> [Activity]: Please set down the whole listing again, precisely.

|---|

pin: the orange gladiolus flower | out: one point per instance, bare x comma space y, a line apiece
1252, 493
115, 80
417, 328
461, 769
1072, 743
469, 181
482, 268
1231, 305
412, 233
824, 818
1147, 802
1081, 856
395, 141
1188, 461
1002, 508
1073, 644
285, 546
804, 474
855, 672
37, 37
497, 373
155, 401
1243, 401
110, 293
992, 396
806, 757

|---|

> [Result of this exercise]:
pin: the orange gladiolus flower | out: one point per instance, bare x comma space y, a line apiece
1252, 493
115, 80
417, 328
461, 769
1072, 743
469, 181
482, 268
1231, 305
412, 233
824, 818
1147, 802
1081, 856
395, 141
1188, 461
1002, 508
1073, 644
285, 546
804, 474
855, 672
37, 37
497, 373
155, 401
1243, 401
110, 293
992, 396
806, 757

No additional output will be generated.